- EXCERPTED TEXT
....................

Euro area concerns drove up market volatility, says BIS
Published in SUNS #7385 dated 8 June 2012

Geneva, 7 Jun (Kanaga Raja) -- Over the past three months, financial market participants have shifted their attention from hopes of global economic recovery to concerns about Europe, particularly over euro area economic growth, the financial health of sovereigns and banks in the euro area, the impact of fiscal consolidation on growth, and political stability inside the euro area.

This is the assessment of the Bank for International Settlements (BIS) in its latest quarterly review released this week.

"All of this, combined with early signs of more fragile US and Chinese growth, made investors more cautious and drove up financial market volatility," the Basel-based central bank said.

According to the quarterly review, hopes for the global economic recovery and concerns about the euro area were the two main competing themes in the marketplace in the period from March to May. These two themes interacted throughout and were broadly reflected across financial markets.

Early in the period, said BIS, following the European Central Bank's (ECB) longer-term refinancing operations, investor sentiment improved substantially. With bank funding strains reduced, the focus shifted to the strength of the global economy. Positive US economic news and the continued resilience of emerging market growth helped raise hopes of a steady economic recovery.

The renewed optimism was particularly visible in equity and commodity markets. Fixed income markets saw a compression in credit spreads, especially for banks and selected euro area sovereigns. It also resulted in a spurt of capital inflows to emerging markets.

But by the middle of May, doubts had returned: doubts about euro area growth; doubts about the financial health of euro area sovereigns; doubts about banks; doubts about the impact of fiscal consolidation on growth; and finally, doubts about political stability inside the euro area, BIS added.

According to BIS, the ECB's special longer-term refinancing operations (LTROs) successfully reduced the perceived risk of a severe banking crisis in Europe. By early March, the scale of the combined liquidity injection in the two operations had produced a noticeable impact across financial markets. Concerns about severe downside risks of market participants faded and investors' risk appetite generally picked up.

The temporary improvement in risk sentiment was also clearly reflected in the implied volatility of equity options. After having been elevated during the latter part of 2011, the VIX reached its lowest level since June 2007.

Funding conditions for euro area banks improved significantly as they benefited from the second installment of the ECB's longer-term operations on 29 February. With a take-up of 530 billion euros for three years at the average policy rate over the duration of the loans (currently 1%), the LTRO funds helped financial institutions with funding difficulties cover maturing debt. As risk perceptions eased, European and US bank credit spreads fell, at least temporarily, said BIS.

The successful easing of funding stress was highly visible in money markets, where Libor-OIS spreads tightened by around 60 basis points in the euro market and by around 20 basis points in the US dollar market, BIS noted, adding that the improvement was also visible in the primary market for long-term unsecured bank bonds, which reopened temporarily at the beginning of the year.

....................

- INFORMATION GIVEN

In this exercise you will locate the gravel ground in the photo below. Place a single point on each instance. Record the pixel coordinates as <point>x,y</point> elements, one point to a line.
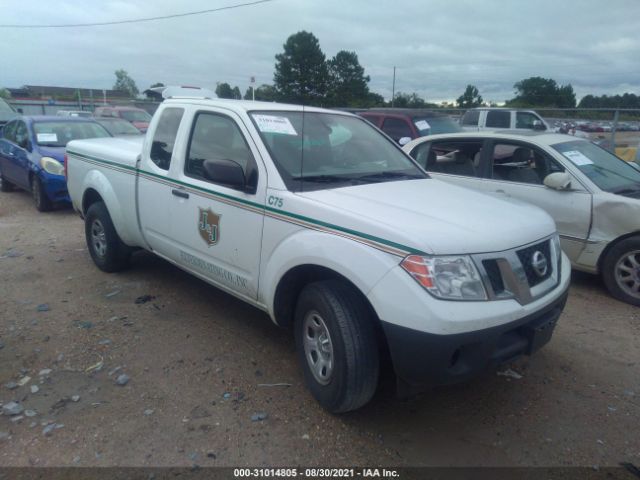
<point>198,363</point>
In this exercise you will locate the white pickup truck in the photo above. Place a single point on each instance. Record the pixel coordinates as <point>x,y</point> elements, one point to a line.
<point>320,220</point>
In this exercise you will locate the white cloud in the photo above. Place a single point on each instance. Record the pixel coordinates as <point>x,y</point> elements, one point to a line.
<point>438,46</point>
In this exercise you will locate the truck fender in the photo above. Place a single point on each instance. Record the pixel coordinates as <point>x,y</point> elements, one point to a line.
<point>97,181</point>
<point>360,264</point>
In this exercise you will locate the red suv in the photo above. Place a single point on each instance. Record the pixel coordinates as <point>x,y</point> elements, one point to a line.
<point>137,116</point>
<point>405,124</point>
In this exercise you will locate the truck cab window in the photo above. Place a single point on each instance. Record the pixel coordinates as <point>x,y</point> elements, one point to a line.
<point>471,118</point>
<point>165,136</point>
<point>451,157</point>
<point>498,119</point>
<point>215,137</point>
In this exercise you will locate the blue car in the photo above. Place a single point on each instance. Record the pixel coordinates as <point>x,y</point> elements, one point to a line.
<point>32,155</point>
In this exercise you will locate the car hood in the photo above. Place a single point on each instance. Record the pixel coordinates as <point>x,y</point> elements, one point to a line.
<point>53,152</point>
<point>430,216</point>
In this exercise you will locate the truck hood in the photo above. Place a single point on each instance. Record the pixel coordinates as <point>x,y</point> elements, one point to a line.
<point>431,216</point>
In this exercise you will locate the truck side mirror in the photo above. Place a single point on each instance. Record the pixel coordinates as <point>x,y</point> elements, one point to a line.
<point>225,172</point>
<point>558,181</point>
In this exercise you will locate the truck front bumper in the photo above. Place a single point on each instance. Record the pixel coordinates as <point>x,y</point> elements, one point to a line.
<point>424,359</point>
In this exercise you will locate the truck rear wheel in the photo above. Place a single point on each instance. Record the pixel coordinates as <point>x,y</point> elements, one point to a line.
<point>621,271</point>
<point>336,345</point>
<point>108,252</point>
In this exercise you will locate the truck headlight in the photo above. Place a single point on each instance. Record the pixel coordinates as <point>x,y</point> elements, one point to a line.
<point>449,278</point>
<point>52,166</point>
<point>556,245</point>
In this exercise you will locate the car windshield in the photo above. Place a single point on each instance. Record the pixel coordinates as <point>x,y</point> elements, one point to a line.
<point>58,134</point>
<point>118,127</point>
<point>322,150</point>
<point>603,168</point>
<point>135,115</point>
<point>434,125</point>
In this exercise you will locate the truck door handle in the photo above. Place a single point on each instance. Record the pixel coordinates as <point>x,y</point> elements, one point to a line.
<point>180,193</point>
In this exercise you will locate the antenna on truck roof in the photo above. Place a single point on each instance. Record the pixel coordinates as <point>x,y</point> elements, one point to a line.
<point>175,91</point>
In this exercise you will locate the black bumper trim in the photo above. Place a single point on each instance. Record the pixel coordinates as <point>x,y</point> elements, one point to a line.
<point>423,359</point>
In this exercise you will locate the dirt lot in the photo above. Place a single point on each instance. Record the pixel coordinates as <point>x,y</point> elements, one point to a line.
<point>198,361</point>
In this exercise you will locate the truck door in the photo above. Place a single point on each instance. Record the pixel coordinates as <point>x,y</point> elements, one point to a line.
<point>217,230</point>
<point>154,190</point>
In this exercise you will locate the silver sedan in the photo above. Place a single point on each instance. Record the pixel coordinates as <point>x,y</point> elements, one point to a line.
<point>593,196</point>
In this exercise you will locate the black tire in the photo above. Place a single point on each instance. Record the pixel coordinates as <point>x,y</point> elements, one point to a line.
<point>5,185</point>
<point>108,252</point>
<point>621,271</point>
<point>40,198</point>
<point>355,363</point>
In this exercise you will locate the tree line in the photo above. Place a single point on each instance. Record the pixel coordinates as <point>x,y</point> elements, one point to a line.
<point>304,75</point>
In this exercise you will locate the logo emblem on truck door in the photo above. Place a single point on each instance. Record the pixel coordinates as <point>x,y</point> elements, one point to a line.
<point>209,226</point>
<point>539,263</point>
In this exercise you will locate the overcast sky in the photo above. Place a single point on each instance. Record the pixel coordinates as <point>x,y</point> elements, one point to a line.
<point>438,46</point>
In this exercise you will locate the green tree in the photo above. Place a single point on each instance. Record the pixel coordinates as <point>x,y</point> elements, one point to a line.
<point>301,73</point>
<point>264,93</point>
<point>154,95</point>
<point>470,98</point>
<point>348,85</point>
<point>542,92</point>
<point>374,100</point>
<point>125,83</point>
<point>411,100</point>
<point>224,90</point>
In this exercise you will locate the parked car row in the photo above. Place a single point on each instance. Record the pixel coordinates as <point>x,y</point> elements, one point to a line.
<point>593,196</point>
<point>32,154</point>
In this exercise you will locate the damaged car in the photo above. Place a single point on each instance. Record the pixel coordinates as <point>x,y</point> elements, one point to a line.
<point>593,196</point>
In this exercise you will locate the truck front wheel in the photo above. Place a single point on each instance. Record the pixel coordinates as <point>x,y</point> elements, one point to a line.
<point>108,252</point>
<point>336,345</point>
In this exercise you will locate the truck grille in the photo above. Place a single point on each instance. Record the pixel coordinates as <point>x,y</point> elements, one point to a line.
<point>526,259</point>
<point>523,274</point>
<point>494,275</point>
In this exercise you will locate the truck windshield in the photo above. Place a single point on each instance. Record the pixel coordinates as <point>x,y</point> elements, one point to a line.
<point>314,150</point>
<point>435,125</point>
<point>604,169</point>
<point>58,134</point>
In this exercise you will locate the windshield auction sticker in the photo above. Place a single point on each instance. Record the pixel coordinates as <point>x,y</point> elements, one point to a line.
<point>578,158</point>
<point>423,125</point>
<point>274,124</point>
<point>47,137</point>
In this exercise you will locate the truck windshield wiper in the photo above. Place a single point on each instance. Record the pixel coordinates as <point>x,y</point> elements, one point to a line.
<point>626,190</point>
<point>384,176</point>
<point>323,178</point>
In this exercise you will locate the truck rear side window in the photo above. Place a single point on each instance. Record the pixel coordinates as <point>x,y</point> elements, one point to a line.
<point>498,119</point>
<point>471,118</point>
<point>216,137</point>
<point>164,137</point>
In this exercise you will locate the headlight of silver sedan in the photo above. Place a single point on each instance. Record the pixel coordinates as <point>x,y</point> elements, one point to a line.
<point>52,166</point>
<point>446,277</point>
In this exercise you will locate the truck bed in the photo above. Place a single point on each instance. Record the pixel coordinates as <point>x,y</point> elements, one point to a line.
<point>111,163</point>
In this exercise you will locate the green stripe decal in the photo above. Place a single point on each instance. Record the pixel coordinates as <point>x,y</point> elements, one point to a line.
<point>400,249</point>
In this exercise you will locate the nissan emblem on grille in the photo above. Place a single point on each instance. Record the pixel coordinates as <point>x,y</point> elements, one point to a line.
<point>539,263</point>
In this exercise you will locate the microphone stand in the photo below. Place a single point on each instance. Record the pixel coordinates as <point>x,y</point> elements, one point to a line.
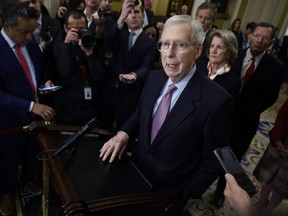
<point>72,140</point>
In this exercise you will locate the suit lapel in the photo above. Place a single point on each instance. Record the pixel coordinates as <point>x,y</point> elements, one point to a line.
<point>183,107</point>
<point>11,57</point>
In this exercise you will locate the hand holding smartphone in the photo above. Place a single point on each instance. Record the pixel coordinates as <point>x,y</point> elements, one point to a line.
<point>47,90</point>
<point>231,165</point>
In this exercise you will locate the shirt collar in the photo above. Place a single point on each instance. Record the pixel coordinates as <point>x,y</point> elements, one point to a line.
<point>137,32</point>
<point>7,38</point>
<point>212,74</point>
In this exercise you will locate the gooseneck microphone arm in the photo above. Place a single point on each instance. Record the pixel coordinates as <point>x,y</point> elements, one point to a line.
<point>74,138</point>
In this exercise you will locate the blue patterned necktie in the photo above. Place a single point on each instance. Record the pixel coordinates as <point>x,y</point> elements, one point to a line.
<point>36,33</point>
<point>162,111</point>
<point>130,40</point>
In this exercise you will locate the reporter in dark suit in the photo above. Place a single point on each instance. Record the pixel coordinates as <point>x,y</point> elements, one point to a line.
<point>129,66</point>
<point>259,92</point>
<point>19,101</point>
<point>80,72</point>
<point>179,160</point>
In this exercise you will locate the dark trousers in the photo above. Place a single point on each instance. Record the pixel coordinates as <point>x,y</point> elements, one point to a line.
<point>13,150</point>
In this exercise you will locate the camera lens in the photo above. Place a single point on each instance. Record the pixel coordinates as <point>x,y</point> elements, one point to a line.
<point>87,37</point>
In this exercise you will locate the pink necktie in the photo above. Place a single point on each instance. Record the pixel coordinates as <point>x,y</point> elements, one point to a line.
<point>249,72</point>
<point>25,67</point>
<point>162,111</point>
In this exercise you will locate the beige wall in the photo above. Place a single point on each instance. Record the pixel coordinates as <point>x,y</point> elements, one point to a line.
<point>247,10</point>
<point>52,6</point>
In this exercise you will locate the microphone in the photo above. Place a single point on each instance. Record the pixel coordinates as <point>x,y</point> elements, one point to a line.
<point>74,138</point>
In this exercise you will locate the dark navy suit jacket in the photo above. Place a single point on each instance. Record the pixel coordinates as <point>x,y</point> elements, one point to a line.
<point>180,159</point>
<point>260,93</point>
<point>140,59</point>
<point>15,90</point>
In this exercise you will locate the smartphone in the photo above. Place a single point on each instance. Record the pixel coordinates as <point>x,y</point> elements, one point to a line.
<point>231,165</point>
<point>50,89</point>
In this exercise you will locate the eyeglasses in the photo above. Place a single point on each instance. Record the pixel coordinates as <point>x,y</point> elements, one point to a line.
<point>31,1</point>
<point>261,37</point>
<point>179,46</point>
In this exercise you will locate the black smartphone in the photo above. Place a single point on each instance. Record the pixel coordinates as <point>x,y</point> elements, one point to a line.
<point>231,165</point>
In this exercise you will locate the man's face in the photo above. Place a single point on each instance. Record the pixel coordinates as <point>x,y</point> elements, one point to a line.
<point>75,23</point>
<point>34,4</point>
<point>106,5</point>
<point>260,40</point>
<point>148,3</point>
<point>93,3</point>
<point>204,16</point>
<point>218,53</point>
<point>178,63</point>
<point>135,19</point>
<point>23,32</point>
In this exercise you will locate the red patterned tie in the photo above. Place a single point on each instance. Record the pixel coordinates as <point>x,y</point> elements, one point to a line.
<point>249,72</point>
<point>162,111</point>
<point>25,67</point>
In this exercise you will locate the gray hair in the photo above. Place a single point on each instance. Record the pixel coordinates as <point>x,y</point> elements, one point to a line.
<point>12,11</point>
<point>230,41</point>
<point>208,5</point>
<point>197,33</point>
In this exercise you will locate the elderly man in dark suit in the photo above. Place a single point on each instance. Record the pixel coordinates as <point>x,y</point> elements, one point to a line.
<point>20,76</point>
<point>48,34</point>
<point>261,76</point>
<point>177,157</point>
<point>134,54</point>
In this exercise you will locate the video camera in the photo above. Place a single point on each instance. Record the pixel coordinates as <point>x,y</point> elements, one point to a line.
<point>46,34</point>
<point>87,37</point>
<point>103,12</point>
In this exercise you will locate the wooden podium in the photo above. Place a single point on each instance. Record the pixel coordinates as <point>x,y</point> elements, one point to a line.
<point>87,186</point>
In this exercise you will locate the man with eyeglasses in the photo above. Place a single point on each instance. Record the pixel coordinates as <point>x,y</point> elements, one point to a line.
<point>175,150</point>
<point>80,73</point>
<point>21,75</point>
<point>259,91</point>
<point>134,54</point>
<point>48,35</point>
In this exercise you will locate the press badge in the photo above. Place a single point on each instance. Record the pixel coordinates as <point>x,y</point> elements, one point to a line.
<point>87,93</point>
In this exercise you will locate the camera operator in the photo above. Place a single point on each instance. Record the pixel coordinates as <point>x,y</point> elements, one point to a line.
<point>80,73</point>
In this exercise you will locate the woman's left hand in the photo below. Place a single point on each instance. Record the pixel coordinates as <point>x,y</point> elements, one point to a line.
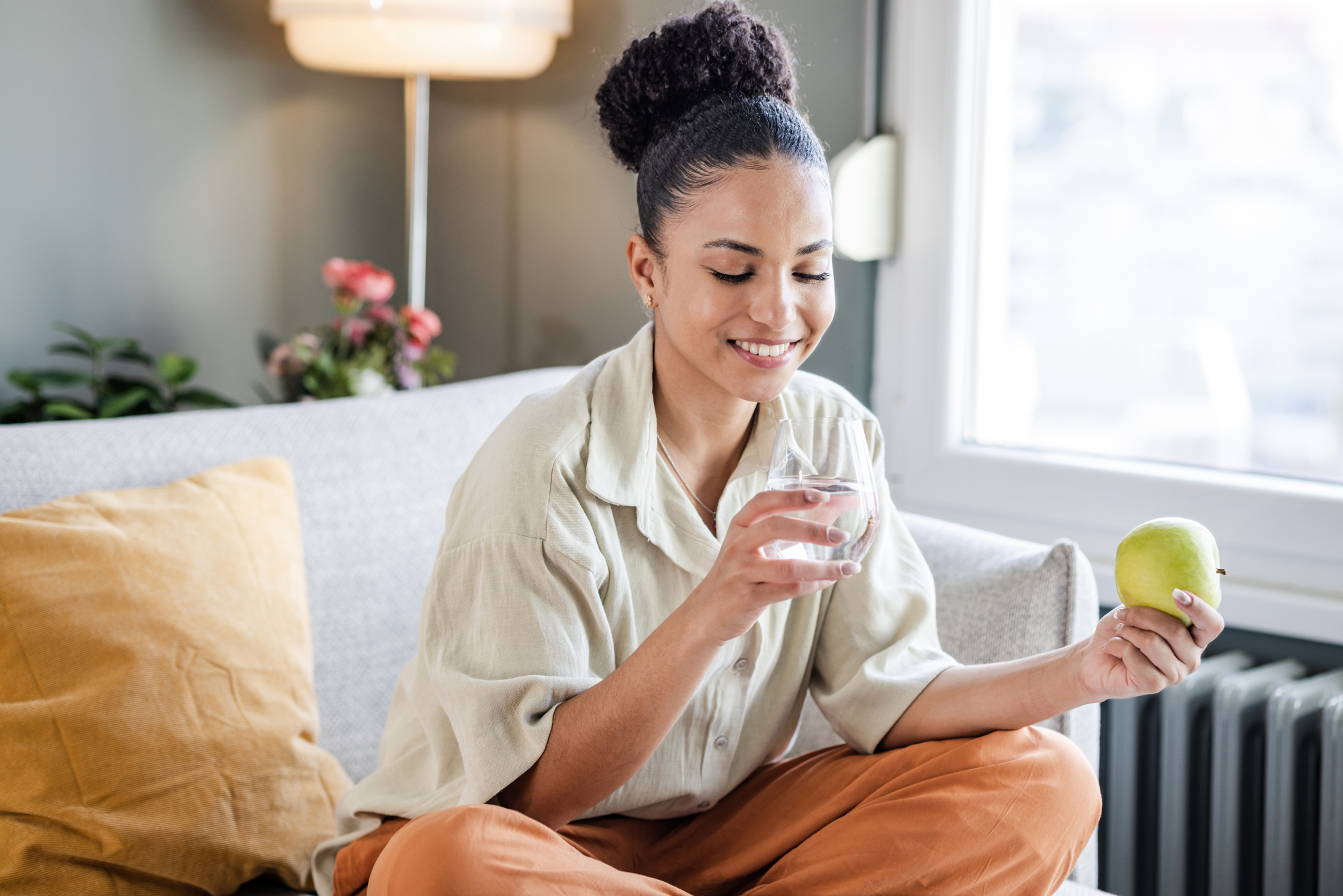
<point>1137,650</point>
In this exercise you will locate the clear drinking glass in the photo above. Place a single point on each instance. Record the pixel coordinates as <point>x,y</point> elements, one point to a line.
<point>831,455</point>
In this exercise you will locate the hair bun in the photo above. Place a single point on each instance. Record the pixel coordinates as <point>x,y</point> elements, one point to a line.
<point>660,78</point>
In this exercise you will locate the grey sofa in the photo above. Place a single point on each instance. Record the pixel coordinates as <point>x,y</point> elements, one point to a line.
<point>374,477</point>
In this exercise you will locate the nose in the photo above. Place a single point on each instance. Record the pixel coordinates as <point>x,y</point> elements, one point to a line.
<point>776,306</point>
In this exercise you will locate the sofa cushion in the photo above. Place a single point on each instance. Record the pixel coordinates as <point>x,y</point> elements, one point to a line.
<point>158,718</point>
<point>373,475</point>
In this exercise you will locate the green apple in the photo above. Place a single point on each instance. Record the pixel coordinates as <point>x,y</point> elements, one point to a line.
<point>1164,554</point>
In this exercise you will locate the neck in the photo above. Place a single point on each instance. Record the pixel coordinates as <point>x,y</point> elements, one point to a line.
<point>704,427</point>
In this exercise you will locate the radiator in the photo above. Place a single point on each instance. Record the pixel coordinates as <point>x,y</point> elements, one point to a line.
<point>1230,784</point>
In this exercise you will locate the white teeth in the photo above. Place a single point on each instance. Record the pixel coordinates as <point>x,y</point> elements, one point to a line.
<point>765,350</point>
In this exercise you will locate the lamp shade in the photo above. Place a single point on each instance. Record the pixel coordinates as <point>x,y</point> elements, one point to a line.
<point>456,39</point>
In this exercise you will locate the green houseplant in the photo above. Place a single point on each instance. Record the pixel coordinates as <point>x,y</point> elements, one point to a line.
<point>123,381</point>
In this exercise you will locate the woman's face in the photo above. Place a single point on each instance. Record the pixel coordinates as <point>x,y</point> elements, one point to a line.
<point>745,290</point>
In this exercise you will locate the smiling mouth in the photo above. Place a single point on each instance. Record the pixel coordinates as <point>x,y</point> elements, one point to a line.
<point>765,350</point>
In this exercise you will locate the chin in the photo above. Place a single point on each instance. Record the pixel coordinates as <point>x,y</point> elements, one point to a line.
<point>762,387</point>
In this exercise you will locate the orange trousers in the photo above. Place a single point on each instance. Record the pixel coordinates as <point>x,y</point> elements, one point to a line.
<point>1005,813</point>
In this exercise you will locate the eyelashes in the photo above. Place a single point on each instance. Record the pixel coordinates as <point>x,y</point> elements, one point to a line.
<point>743,278</point>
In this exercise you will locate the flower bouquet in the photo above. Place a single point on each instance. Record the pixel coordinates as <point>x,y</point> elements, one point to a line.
<point>370,349</point>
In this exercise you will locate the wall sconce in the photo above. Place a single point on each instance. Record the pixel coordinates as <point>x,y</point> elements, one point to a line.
<point>417,40</point>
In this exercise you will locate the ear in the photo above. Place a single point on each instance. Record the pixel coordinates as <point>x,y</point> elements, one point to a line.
<point>644,267</point>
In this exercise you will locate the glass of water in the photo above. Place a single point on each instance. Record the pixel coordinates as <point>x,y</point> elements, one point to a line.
<point>829,455</point>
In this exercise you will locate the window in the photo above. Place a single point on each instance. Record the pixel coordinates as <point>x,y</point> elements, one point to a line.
<point>1164,278</point>
<point>1119,293</point>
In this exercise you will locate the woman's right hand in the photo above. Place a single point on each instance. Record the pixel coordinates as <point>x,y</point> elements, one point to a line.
<point>745,580</point>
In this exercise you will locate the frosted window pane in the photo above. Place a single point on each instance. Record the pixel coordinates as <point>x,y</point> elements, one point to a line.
<point>1176,232</point>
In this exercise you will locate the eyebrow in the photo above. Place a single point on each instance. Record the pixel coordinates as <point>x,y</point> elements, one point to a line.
<point>725,243</point>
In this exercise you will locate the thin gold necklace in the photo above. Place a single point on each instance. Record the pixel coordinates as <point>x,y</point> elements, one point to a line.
<point>668,455</point>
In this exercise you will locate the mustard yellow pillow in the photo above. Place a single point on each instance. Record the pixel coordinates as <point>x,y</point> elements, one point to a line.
<point>158,718</point>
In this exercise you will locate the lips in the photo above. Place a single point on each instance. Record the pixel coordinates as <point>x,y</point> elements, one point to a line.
<point>765,354</point>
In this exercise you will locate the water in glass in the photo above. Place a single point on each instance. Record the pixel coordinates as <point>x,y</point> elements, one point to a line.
<point>829,455</point>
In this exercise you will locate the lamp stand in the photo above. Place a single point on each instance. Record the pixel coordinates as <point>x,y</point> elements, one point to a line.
<point>417,183</point>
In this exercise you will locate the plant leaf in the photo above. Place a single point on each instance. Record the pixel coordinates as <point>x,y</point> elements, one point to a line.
<point>84,336</point>
<point>21,412</point>
<point>123,403</point>
<point>64,409</point>
<point>28,380</point>
<point>177,369</point>
<point>206,399</point>
<point>132,352</point>
<point>77,349</point>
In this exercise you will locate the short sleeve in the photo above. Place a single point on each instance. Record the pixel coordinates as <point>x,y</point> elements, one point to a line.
<point>511,630</point>
<point>879,644</point>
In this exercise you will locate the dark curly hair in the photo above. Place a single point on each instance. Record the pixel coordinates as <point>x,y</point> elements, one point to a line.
<point>702,95</point>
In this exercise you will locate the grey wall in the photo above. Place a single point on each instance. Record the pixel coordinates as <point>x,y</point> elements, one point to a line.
<point>169,172</point>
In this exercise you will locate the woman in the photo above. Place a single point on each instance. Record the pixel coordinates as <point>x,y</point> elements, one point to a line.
<point>610,667</point>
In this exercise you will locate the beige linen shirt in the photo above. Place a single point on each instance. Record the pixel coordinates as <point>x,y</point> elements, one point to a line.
<point>569,541</point>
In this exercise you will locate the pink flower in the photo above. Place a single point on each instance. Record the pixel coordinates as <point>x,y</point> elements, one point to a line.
<point>422,323</point>
<point>363,279</point>
<point>357,330</point>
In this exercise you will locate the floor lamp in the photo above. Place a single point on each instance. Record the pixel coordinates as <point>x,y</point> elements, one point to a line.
<point>417,40</point>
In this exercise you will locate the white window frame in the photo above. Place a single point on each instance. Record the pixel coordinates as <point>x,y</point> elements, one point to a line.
<point>1282,540</point>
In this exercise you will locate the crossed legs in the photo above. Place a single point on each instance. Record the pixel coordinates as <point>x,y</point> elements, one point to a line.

....................

- JOB
Pick up the news article about the BIS quarterly review and euro area market volatility where it stops, and carry it forward.

- RESPONSE TO THE EXERCISE
The overall benign market conditions in March also helped ensure a smooth completion of the 200 billion euros Greek debt swap. This took place in the second week of March with very limited impact on other European sovereign bond and credit default swap (CDS) markets. The debt swap triggered payouts on a moderate amount of outstanding CDS written on Greek government bonds. These were settled without difficulty, thus removing earlier investor concerns about the ineffectiveness of hedging sovereign risk via CDS contracts.

"The spurt of euro area optimism driven by policy actions and growth expectations provided temporary relief for policymakers and investors concerned about the outlook for euro area sovereigns. Yields on both Spanish and Italian government bonds declined significantly," stressed BIS.

As euro area strains eased, market participants focused on the global growth outlook. Positive news about the US economic recovery led market participants to revise upwards their US growth expectations.

According to BIS, labour market figures for the US economy, partly reflecting benign weather conditions, also showed signs of improvement. Output growth in Japan recovered moderately, owing to post-earthquake reconstruction. The resilience of growth in major emerging economies (particularly in Asia) likewise supported a more optimistic outlook for the global economy.

Driven by higher risk appetite and improved growth expectations, equities and other growth- and risk-sensitive assets performed strongly until the end of March. US and Asian equity markets firmed the most, in line with the better macroeconomic outlook for these regions. The S&P 500 gained about 12% in the first quarter, the largest one-quarter increase for a decade, despite a slowdown in projected earnings increases. Valuation ratios for equity markets in advanced and emerging economies also picked up, recovering from the lows seen in late 2011.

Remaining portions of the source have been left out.